Exercise prompt.
Please copy the data from the line containing "of the hive" down through the line containing "x=209, y=126", swapping "field-scouting log" for "apiary survey sheet" and leaving everything else unchanged.

Data supplied.
------

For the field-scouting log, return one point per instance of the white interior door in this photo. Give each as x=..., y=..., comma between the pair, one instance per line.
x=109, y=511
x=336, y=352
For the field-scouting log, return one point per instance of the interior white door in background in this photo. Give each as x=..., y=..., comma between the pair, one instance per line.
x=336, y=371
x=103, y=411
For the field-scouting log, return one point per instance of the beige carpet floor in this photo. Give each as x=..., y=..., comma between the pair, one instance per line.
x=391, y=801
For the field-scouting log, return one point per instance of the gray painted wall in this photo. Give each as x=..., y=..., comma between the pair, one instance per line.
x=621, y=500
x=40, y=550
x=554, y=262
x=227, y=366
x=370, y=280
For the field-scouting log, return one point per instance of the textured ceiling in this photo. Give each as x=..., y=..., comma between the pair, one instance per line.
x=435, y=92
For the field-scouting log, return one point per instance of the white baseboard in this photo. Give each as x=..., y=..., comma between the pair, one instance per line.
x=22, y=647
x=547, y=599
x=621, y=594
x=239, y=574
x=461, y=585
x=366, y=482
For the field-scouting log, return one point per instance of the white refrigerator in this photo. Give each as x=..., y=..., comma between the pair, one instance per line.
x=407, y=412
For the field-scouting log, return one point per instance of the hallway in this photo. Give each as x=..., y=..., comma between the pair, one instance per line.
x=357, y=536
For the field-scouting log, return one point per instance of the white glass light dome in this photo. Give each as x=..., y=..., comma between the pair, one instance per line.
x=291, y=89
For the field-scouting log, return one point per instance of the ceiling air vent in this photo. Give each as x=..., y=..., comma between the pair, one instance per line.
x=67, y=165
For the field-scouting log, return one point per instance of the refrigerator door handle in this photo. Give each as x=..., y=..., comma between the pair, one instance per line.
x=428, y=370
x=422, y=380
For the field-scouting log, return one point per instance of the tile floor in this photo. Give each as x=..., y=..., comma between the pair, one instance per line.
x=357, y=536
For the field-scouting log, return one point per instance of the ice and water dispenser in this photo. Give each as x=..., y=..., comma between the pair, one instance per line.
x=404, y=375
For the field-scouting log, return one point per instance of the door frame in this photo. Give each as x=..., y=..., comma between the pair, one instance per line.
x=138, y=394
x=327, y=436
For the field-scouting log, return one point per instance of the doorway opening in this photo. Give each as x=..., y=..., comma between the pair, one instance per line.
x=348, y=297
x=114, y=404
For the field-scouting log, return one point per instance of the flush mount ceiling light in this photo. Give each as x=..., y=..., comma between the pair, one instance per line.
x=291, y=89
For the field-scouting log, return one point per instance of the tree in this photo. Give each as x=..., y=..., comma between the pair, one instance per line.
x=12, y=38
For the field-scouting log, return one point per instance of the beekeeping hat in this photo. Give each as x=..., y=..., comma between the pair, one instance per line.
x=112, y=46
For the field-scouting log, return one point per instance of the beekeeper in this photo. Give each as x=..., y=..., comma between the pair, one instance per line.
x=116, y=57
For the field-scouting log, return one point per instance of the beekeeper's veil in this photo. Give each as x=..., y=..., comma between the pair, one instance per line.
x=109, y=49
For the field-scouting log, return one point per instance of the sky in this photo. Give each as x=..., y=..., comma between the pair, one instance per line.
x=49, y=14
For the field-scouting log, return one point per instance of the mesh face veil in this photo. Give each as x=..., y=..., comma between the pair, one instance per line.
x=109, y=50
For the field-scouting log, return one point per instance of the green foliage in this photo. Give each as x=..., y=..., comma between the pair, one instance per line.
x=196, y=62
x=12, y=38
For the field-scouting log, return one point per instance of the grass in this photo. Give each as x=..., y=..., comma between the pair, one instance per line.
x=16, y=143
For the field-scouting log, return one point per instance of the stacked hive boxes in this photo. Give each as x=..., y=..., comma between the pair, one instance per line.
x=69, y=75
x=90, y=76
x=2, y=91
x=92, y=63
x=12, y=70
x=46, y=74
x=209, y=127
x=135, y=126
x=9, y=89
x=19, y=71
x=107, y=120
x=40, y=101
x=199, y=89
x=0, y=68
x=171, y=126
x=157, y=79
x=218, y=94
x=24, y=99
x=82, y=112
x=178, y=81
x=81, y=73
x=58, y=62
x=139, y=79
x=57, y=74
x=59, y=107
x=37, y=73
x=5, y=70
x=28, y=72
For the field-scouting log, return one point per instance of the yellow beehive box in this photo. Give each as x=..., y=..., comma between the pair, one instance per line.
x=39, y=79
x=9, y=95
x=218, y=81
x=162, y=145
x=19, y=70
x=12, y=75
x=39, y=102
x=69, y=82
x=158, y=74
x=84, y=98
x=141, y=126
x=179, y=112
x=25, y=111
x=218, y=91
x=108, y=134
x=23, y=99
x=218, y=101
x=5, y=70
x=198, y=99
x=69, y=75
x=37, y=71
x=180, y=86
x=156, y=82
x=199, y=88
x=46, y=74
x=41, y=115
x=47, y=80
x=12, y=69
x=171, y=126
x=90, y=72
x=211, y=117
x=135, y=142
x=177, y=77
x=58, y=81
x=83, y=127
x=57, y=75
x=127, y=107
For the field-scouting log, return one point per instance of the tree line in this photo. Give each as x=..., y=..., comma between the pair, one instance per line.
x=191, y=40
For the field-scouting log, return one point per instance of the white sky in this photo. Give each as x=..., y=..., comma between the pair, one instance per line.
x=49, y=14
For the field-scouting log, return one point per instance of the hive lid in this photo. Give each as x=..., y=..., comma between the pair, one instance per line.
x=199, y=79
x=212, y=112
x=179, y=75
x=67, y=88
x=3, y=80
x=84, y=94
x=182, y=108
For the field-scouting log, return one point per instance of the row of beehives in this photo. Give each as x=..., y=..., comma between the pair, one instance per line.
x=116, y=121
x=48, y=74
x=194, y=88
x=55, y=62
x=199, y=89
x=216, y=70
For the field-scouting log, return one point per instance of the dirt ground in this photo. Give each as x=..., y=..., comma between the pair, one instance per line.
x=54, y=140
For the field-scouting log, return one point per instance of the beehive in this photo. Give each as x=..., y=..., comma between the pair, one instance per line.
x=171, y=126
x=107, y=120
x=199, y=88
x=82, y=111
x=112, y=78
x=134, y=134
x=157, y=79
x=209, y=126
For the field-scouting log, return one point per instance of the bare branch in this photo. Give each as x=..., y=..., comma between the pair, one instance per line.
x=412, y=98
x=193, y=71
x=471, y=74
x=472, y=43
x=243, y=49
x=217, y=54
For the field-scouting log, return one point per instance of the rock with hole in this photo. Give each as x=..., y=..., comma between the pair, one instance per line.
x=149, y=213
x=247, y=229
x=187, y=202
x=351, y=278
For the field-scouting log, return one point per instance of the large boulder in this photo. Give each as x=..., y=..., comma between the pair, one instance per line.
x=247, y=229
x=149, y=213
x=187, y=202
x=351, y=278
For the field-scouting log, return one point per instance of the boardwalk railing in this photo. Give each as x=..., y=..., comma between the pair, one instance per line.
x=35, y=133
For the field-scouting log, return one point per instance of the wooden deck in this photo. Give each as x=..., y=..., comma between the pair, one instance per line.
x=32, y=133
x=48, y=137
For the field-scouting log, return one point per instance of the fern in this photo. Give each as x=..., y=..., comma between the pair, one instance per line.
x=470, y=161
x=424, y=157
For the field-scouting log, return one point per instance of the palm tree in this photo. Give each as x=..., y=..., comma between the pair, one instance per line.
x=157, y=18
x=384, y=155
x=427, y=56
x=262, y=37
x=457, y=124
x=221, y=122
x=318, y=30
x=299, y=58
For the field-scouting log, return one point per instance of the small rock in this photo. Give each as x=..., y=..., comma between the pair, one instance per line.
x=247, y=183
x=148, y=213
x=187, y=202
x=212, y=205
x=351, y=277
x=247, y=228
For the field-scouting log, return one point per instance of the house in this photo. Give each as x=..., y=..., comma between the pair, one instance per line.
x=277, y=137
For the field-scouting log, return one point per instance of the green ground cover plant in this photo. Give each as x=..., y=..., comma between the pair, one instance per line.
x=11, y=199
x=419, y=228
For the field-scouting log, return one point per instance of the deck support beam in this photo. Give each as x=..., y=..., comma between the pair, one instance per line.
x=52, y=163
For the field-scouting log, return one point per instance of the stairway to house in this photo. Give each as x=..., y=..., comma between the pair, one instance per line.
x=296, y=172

------

Task solution.
For the apiary survey sheet, return one point per instance of the hive lid in this photo. Give each as x=..., y=..., comma between the pair, one instance per line.
x=199, y=79
x=212, y=112
x=179, y=75
x=67, y=88
x=3, y=80
x=84, y=94
x=182, y=108
For the apiary survey sheet, return one point per instance of the row of beehives in this photo. Give each as x=..., y=..., comma between the pair, one instance per line.
x=116, y=121
x=48, y=74
x=194, y=88
x=55, y=62
x=199, y=89
x=216, y=70
For the apiary survey sheet, return one point per instance of the dirt ground in this photo. Give each as x=..., y=..., comma between the pair, one instance per line.
x=54, y=140
For the apiary survey sheet, return one point per instance of the beehive in this photo. Give each as x=..., y=..., comma between the pair, one instance per line.
x=171, y=126
x=107, y=120
x=199, y=88
x=82, y=111
x=112, y=78
x=134, y=134
x=157, y=79
x=209, y=126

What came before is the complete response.